PROVIDED RECORDS

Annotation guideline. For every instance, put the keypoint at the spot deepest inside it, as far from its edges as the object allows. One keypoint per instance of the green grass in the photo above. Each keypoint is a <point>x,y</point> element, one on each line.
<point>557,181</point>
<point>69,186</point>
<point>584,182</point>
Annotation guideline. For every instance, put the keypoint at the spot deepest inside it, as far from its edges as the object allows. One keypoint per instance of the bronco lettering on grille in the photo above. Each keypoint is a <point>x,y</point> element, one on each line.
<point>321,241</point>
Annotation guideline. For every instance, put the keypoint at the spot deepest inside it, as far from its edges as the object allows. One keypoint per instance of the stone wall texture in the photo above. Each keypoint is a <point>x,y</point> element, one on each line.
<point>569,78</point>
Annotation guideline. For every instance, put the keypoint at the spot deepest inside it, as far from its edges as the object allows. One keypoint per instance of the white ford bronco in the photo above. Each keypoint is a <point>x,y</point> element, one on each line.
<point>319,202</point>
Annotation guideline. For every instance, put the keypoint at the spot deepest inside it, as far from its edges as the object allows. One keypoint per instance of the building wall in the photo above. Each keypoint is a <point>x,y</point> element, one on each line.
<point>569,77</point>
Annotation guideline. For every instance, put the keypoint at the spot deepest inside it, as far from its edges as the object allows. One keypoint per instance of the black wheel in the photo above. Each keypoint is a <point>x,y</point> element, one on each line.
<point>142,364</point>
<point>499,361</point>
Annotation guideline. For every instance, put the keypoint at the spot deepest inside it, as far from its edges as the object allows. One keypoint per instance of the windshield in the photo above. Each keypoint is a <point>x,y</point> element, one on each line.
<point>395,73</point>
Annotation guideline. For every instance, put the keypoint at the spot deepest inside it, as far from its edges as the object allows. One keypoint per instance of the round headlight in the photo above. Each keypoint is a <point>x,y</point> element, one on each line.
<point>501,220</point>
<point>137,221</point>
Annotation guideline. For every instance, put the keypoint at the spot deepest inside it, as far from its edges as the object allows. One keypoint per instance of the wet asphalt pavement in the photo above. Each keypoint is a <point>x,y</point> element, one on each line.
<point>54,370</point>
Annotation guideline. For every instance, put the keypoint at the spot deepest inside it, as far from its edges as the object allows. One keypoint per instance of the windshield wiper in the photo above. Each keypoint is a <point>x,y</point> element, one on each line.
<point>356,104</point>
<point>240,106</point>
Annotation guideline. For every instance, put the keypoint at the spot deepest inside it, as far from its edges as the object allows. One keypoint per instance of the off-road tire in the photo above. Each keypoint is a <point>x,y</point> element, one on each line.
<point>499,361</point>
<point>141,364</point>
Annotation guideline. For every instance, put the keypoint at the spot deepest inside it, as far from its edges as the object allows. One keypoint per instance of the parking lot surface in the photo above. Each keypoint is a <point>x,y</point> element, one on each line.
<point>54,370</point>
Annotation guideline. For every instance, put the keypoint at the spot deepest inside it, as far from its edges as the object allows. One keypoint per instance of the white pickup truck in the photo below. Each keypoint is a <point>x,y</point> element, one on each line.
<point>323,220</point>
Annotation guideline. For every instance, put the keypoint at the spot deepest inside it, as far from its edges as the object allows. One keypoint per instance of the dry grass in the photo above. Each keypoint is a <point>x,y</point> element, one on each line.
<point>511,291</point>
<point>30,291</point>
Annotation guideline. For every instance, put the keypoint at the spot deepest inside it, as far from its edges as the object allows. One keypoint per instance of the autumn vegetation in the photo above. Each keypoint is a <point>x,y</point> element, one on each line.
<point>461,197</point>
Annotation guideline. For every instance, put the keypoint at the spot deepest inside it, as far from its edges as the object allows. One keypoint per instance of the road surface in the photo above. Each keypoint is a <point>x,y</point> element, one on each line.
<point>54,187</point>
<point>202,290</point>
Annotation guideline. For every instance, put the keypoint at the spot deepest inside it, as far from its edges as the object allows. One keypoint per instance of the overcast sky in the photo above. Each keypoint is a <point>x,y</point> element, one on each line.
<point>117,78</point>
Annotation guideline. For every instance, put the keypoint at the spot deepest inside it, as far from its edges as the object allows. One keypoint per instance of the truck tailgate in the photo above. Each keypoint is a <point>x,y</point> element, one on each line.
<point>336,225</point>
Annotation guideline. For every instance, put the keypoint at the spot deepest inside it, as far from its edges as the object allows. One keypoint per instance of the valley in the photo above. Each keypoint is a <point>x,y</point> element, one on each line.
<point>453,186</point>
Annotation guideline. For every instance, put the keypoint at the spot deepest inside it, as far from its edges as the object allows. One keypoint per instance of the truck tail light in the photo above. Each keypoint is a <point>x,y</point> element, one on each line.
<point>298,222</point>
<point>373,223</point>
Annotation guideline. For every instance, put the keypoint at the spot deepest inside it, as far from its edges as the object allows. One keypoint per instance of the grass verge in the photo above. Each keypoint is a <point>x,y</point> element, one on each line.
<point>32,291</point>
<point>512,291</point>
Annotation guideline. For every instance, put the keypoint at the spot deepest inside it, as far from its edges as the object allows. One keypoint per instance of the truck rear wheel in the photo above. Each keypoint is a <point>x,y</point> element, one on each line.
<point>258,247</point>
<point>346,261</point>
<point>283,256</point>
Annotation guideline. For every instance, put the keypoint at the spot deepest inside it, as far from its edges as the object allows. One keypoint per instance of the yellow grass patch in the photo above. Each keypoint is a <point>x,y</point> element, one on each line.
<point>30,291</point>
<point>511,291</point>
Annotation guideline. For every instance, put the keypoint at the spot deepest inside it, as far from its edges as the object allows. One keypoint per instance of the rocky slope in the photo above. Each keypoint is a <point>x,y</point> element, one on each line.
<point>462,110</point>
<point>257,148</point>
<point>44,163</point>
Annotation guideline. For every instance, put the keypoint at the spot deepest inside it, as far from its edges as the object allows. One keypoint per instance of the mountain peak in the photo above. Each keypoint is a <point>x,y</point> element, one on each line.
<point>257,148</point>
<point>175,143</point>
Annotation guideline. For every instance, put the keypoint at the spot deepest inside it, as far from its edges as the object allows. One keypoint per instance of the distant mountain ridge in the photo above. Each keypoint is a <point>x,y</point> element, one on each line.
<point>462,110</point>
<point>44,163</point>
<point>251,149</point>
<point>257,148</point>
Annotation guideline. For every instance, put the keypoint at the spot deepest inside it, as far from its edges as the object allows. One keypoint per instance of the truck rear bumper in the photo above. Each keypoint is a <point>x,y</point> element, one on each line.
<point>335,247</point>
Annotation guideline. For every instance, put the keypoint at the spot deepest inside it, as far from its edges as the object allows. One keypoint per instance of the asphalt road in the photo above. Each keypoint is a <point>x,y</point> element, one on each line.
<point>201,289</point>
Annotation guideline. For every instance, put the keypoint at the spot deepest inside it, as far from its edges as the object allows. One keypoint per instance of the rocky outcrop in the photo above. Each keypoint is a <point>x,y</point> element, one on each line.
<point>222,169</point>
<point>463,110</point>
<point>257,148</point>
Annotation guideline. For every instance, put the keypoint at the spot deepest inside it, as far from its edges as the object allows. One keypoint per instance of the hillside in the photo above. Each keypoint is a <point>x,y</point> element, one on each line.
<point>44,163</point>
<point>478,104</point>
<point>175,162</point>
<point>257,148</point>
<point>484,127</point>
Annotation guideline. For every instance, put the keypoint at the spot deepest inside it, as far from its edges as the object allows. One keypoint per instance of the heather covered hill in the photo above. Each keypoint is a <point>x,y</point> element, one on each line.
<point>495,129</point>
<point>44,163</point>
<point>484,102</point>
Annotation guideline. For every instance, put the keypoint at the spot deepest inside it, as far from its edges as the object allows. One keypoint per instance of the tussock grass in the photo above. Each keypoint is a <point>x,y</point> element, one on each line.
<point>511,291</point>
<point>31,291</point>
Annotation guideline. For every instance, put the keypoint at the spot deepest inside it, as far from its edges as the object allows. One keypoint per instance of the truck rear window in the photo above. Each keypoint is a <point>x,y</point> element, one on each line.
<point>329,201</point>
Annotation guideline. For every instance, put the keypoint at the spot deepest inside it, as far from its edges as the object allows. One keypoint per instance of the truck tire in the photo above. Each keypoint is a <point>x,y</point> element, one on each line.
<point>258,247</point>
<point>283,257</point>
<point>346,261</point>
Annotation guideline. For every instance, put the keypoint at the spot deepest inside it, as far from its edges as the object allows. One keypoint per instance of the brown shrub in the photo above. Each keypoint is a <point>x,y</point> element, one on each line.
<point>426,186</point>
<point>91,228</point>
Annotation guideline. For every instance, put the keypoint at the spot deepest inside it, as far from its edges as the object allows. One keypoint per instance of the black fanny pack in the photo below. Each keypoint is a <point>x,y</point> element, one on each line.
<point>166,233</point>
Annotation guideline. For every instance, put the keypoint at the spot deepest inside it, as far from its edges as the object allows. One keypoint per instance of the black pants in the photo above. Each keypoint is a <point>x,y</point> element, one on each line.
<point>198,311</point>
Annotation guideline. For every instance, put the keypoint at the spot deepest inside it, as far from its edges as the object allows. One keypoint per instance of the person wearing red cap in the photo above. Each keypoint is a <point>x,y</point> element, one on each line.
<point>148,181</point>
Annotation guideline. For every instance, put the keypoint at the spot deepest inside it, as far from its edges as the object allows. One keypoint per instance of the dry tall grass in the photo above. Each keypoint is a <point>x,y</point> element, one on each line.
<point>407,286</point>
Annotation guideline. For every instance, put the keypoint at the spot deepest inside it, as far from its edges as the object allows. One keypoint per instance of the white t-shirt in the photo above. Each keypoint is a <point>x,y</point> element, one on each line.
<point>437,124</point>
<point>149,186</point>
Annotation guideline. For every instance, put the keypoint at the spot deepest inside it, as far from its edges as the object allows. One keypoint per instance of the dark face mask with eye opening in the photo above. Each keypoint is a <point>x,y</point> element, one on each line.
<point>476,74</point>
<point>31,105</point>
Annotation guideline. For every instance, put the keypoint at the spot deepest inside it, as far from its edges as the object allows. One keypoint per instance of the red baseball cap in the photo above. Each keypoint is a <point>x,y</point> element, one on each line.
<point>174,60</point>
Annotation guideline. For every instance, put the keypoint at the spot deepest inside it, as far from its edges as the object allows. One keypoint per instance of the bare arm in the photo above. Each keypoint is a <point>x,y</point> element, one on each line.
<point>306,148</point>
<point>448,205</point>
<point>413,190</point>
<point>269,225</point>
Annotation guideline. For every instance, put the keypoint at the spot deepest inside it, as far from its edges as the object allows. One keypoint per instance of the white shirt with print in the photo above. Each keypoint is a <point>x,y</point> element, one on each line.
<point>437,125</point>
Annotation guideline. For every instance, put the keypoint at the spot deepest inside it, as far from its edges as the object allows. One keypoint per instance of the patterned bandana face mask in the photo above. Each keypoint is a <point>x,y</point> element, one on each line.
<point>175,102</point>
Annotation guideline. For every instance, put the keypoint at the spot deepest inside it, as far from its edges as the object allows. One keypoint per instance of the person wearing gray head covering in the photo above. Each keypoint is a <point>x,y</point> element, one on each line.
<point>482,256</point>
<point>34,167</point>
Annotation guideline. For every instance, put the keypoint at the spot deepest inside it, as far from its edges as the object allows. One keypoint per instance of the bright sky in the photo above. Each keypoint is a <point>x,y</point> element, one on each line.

GOAL OF THE EXERCISE
Find "of the patterned" in the data above, then repeat that line and all lines after it exactly, ending with the final line.

SOLUTION TO THIS TASK
Annotation guideline. For every instance, put the keypoint at the spot deepest inside it, as far from its edges as the object allows. One keypoint per instance of the patterned bandana face mask in the photo above. Each keypoint is a <point>x,y</point> element, one on each line.
<point>175,102</point>
Annotation guideline. For every instance, put the keypoint at the spot deepest inside it, as far from its edges as the object allows. One keypoint per instance of the person wearing gray head covering in the photo above. Each keypoint is a <point>x,y</point> element, one on each line.
<point>482,256</point>
<point>34,167</point>
Annotation guideline. For every instance, put the keypoint at the spot deepest inside it, as far from its edges as the object allows. One keypoint per instance of the bright sky in the photo above. Each keypoint is a <point>x,y</point> element, one on each line.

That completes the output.